### Stated task
Write out all of the entries exactly as given.
-- Given information start --
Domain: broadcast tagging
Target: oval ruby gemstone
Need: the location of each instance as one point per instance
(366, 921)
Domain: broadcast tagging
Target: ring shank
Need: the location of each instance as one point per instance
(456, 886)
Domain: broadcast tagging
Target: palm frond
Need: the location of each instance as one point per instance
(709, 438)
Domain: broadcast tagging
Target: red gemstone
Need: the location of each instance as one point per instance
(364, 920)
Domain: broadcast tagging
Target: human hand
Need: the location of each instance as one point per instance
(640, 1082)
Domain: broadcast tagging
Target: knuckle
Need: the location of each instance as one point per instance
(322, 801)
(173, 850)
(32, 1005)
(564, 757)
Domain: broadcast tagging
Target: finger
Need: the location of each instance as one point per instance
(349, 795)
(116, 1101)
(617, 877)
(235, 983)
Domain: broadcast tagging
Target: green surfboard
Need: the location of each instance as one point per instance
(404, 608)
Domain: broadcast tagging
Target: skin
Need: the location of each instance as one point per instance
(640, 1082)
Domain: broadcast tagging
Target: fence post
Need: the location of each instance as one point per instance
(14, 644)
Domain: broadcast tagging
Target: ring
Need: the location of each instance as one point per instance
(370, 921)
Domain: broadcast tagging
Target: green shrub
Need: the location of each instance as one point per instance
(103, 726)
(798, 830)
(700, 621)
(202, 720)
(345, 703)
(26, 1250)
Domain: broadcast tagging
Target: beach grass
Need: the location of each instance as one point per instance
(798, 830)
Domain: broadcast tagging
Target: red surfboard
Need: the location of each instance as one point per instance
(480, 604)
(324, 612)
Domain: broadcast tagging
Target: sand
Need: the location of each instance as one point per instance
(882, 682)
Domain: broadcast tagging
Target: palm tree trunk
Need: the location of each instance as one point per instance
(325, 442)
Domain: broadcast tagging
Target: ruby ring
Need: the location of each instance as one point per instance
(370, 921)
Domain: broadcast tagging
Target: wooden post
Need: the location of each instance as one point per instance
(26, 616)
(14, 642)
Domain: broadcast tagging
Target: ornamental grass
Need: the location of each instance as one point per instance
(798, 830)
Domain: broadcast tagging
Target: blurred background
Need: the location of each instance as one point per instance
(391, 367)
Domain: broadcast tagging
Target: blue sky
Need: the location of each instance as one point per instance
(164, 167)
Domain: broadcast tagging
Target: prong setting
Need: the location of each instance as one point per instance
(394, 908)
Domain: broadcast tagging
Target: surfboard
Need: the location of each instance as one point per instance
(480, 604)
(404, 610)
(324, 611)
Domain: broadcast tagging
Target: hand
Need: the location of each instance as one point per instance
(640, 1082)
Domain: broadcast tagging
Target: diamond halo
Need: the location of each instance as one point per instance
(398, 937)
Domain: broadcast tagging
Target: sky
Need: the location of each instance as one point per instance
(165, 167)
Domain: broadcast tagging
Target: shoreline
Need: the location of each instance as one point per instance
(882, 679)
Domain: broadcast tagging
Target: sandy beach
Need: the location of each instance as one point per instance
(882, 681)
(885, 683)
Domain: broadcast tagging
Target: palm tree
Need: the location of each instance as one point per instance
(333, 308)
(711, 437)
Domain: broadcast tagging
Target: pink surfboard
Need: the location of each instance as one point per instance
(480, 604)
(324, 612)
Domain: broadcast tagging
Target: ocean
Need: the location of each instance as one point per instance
-- Given information end --
### Finished answer
Domain: broadcast tagging
Target: oval ruby gemstone
Need: the location of each instance as one point per instance
(366, 921)
Domain: broadcast tagging
Target: ring shank
Need: the location of each instance as one point per instance
(456, 886)
Domain: broadcast tagging
Target: palm frond
Need: the location of each instance as one point per instance
(709, 438)
Domain: broadcast tagging
Target: red gemstone
Need: the location of each instance as one point per instance
(364, 920)
Domain: broadcast tagging
Target: human hand
Need: the location of each instance as one point per instance
(640, 1082)
Domain: broadcast tagging
Target: knuckle
Need: the location of each instance as one point per instance
(322, 801)
(173, 850)
(32, 1005)
(564, 757)
Domain: broadcast tagging
Target: finger
Need: the location of each instance as one point per instance
(349, 795)
(116, 1101)
(617, 877)
(235, 983)
Domain: broadcast tagging
Target: green surfboard
Need: the location of each instance as one point per instance
(404, 608)
Domain: broadcast tagging
Target: skin
Need: the location of each instance as one point per instance
(640, 1082)
Domain: broadcast tagging
Target: fence post
Need: the location of each instance as one point per instance
(14, 644)
Domain: broadcast tagging
Target: ring
Need: the location of each instance as one point per instance
(370, 921)
Domain: broadcast tagging
Target: green shrub
Need: the location of each instance as one point per instance
(103, 726)
(798, 830)
(700, 621)
(202, 720)
(345, 703)
(26, 1250)
Domain: broadcast tagging
Target: beach grass
Need: the location of each instance as one point per instance
(798, 830)
Domain: broadcast tagging
Target: red surfboard
Need: the location of each instance as one point per instance
(480, 604)
(324, 612)
Domain: broadcast tagging
Target: sand
Need: the location of each instance as one point per instance
(882, 682)
Domain: broadcast tagging
Target: palm tree trunk
Need: the location of each instance as one point per instance
(325, 442)
Domain: broadcast tagging
Target: ruby ring
Need: the location of each instance as one point per instance
(370, 921)
Domain: broadcast tagging
Target: wooden post
Need: the location of each instance as one point per instance
(26, 616)
(14, 642)
Domain: broadcast tagging
Target: ornamental grass
Need: the location of each instance as one point per instance
(798, 830)
Domain: broadcast tagging
Target: blurred background
Need: the location of each instance as one point per instance
(391, 367)
Domain: broadcast tagging
Target: blue sky
Need: the location of each instance as one point per instance
(164, 167)
Domain: broadcast tagging
Target: prong setting
Need: the location of each instance as one point per instance
(394, 908)
Domain: broadcast tagging
Target: surfboard
Need: the location of each instance as one point per instance
(480, 604)
(404, 610)
(324, 611)
Domain: broadcast tagging
Target: hand
Need: the location of each instance as one point per instance
(640, 1082)
Domain: broadcast tagging
Target: diamond halo
Need: the location of each instance as one point per instance
(398, 937)
Domain: broadcast tagging
Target: sky
Need: the location of each instance as one point per instance
(165, 167)
Domain: broadcast tagging
Target: shoreline
Need: the location of each instance as one point per instance
(882, 679)
Domain: broadcast tagging
Target: sandy beach
Need: the location of each instance as one point per instance
(882, 681)
(885, 683)
Domain: broadcast tagging
Target: palm tree
Need: the location of each instance as one point per instance
(333, 308)
(711, 437)
Domain: broadcast tagging
Target: pink surfboard
Need: the location of each instance as one point per instance
(480, 604)
(324, 612)
Domain: broadcast tagging
Target: ocean
Need: the location of each instance as one point per instance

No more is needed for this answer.